→ Goal A: Reproduce the excerpt from The Virtue of Selfishness below word for word, from start to finish.

start Quoted text

The Virtue of Selfishness by Ayn Rand

Every code of ethics is based on and derived from a metaphysics, that is: from a theory about the fundamental nature of the universe in which man lives and acts. The altruist ethics is based on a “malevolent universe” metaphysics, on the theory that man, by his very nature, is helpless and doomed—that success, happiness, achievement are impossi­ble to him—that emergencies, disasters, catastrophes are the norm of his life and that his primary goal is to combat them.

As the simplest empirical refutation of that metaphysics—as evidence of the fact that the material universe is not inimical to man and that catastrophes are the exception, not the rule of his existence—observe the fortunes made by insurance companies.

Observe also that the advocates of altruism are unable to base their ethics on any facts of men’s normal existence and that they always offer “lifeboat” situations as examples from which to derive the rules of moral conduct. (“What should you do if you and another man are in a lifeboat that can carry only one?” etc.)

The fact is that men do not live in lifeboats—and that a lifeboat is not the place on which to base one’s metaphysics.

The moral purpose of a man’s life is the achievement of his own happiness. This does not mean that he is indifferent to all men, that human life is of no value to him and that he has no reason to help others in an emergency. But it does mean that he does not subordinate his life to the welfare of others, that he does not sacrifice himself to their needs, that the relief of their suffering is not his primary concern, that any help he gives is an exception, not a rule, an act of generosity, not of moral duty, that it is marginal and inci­dental—as disasters are marginal and incidental in the course of human existence—and that values, not disasters, are the goal, the first concern and the motive power of his life.

(February 1963)

4. The “Conflicts” of Men’s interests

by Ayn Rand

Some students of Objectivism find it difficult to grasp the Objectivist principle that “there are no conflicts of interests among rational men.”

A typical question runs as follows: “Suppose two men apply for the same job. Only one of them can be hired. Isn’t this an instance of a conflict of interests, and isn’t the benefit of one man achieved at the price of the sacrifice of the other?”

end Quoted text
start Information given

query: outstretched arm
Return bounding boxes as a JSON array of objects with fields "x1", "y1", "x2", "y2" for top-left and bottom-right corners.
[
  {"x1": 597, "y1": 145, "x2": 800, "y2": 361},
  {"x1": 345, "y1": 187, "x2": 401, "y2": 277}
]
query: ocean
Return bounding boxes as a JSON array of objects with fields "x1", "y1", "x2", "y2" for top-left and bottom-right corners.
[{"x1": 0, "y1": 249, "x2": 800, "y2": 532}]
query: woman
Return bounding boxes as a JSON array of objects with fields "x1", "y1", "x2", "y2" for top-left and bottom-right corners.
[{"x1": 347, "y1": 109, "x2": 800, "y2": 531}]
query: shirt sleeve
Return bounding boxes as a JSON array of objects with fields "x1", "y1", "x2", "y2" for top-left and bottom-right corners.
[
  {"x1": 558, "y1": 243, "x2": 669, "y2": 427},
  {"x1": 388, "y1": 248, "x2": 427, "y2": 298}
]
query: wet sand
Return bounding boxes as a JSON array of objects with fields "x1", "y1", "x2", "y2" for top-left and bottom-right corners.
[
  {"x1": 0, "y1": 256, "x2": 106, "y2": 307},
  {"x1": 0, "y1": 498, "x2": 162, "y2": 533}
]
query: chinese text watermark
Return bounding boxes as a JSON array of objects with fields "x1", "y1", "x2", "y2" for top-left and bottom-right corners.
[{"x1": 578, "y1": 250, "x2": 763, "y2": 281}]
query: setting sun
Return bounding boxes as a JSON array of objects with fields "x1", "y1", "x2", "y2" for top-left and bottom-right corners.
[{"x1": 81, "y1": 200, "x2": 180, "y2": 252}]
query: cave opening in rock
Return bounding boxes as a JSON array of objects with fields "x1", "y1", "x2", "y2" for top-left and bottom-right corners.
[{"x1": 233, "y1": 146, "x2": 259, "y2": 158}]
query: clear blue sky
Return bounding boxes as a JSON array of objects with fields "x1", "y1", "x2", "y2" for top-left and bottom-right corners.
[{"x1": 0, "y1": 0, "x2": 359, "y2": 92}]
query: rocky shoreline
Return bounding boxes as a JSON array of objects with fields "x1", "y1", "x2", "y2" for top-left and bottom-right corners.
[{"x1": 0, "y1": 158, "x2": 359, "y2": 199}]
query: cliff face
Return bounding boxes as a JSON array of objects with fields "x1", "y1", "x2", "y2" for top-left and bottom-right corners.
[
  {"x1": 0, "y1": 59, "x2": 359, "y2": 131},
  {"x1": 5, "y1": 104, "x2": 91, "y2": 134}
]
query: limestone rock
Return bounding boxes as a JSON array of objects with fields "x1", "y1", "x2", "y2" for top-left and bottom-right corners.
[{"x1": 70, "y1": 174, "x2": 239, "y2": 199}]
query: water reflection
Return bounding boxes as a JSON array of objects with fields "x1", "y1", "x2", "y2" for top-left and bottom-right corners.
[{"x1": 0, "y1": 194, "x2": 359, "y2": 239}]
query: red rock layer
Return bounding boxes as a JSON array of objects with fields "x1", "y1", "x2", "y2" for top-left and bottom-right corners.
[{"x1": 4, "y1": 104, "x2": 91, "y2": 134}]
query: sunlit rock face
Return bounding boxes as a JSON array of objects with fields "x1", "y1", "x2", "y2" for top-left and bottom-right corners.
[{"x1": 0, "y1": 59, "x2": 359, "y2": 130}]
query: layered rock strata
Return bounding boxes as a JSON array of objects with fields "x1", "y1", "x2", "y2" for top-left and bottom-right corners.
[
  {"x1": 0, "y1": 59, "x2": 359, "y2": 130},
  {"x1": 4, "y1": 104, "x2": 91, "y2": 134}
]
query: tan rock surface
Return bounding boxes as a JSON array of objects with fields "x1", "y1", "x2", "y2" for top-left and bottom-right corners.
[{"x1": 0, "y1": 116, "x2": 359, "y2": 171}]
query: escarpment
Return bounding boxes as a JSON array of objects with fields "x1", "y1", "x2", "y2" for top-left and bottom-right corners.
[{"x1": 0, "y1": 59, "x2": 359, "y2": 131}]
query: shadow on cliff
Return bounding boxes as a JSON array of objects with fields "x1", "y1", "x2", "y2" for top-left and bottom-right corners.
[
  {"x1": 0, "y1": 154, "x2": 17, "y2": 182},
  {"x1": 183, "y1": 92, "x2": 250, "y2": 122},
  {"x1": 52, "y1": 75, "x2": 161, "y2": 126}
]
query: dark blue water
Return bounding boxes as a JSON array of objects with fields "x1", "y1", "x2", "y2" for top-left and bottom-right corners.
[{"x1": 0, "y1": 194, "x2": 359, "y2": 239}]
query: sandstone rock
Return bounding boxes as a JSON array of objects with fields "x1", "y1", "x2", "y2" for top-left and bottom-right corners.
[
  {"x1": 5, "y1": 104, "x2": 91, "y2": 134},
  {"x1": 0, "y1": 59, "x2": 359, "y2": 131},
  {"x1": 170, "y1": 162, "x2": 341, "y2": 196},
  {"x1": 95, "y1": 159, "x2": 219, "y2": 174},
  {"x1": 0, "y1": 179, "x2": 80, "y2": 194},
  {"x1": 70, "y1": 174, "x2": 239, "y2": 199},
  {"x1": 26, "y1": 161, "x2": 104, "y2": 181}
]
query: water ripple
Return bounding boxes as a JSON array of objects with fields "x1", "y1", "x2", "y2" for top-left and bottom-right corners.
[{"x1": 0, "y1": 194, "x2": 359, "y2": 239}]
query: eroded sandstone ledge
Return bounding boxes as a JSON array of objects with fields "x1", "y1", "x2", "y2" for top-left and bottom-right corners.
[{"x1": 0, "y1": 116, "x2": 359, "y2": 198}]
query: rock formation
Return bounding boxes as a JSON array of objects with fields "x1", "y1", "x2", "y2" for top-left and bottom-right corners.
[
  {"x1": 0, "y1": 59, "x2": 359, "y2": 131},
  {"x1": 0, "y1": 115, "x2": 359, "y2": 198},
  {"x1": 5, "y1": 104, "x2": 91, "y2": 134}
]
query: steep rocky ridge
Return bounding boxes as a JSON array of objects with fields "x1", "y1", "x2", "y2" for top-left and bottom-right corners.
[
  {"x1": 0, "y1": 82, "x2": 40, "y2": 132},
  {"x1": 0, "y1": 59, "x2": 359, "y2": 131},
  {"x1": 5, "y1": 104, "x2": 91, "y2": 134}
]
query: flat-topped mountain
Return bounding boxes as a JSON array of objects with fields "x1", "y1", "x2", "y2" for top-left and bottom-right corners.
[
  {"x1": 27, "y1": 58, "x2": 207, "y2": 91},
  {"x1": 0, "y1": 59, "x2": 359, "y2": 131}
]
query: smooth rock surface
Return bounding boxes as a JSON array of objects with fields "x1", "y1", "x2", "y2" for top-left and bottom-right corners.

end Information given

→ Goal B: Find every line in the listing above that contains the word "cliff", and copy each of those lines.

→ Task output A:
The Virtue of Selfishness by Ayn Rand

Every code of ethics is based on and derived from a metaphysics, that is: from a theory about the fundamental nature of the universe in which man lives and acts. The altruist ethics is based on a “malevolent universe” metaphysics, on the theory that man, by his very nature, is helpless and doomed—that success, happiness, achievement are impossi­ble to him—that emergencies, disasters, catastrophes are the norm of his life and that his primary goal is to combat them.

As the simplest empirical refutation of that metaphysics—as evidence of the fact that the material universe is not inimical to man and that catastrophes are the exception, not the rule of his existence—observe the fortunes made by insurance companies.

Observe also that the advocates of altruism are unable to base their ethics on any facts of men’s normal existence and that they always offer “lifeboat” situations as examples from which to derive the rules of moral conduct. (“What should you do if you and another man are in a lifeboat that can carry only one?” etc.)

The fact is that men do not live in lifeboats—and that a lifeboat is not the place on which to base one’s metaphysics.

The moral purpose of a man’s life is the achievement of his own happiness. This does not mean that he is indifferent to all men, that human life is of no value to him and that he has no reason to help others in an emergency. But it does mean that he does not subordinate his life to the welfare of others, that he does not sacrifice himself to their needs, that the relief of their suffering is not his primary concern, that any help he gives is an exception, not a rule, an act of generosity, not of moral duty, that it is marginal and inci­dental—as disasters are marginal and incidental in the course of human existence—and that values, not disasters, are the goal, the first concern and the motive power of his life.

(February 1963)

4. The “Conflicts” of Men’s interests

by Ayn Rand

Some students of Objectivism find it difficult to grasp the Objectivist principle that “there are no conflicts of interests among rational men.”

A typical question runs as follows: “Suppose two men apply for the same job. Only one of them can be hired. Isn’t this an instance of a conflict of interests, and isn’t the benefit of one man achieved at the price of the sacrifice of the other?”

→ Task output B:
query: cliff face
query: shadow on cliff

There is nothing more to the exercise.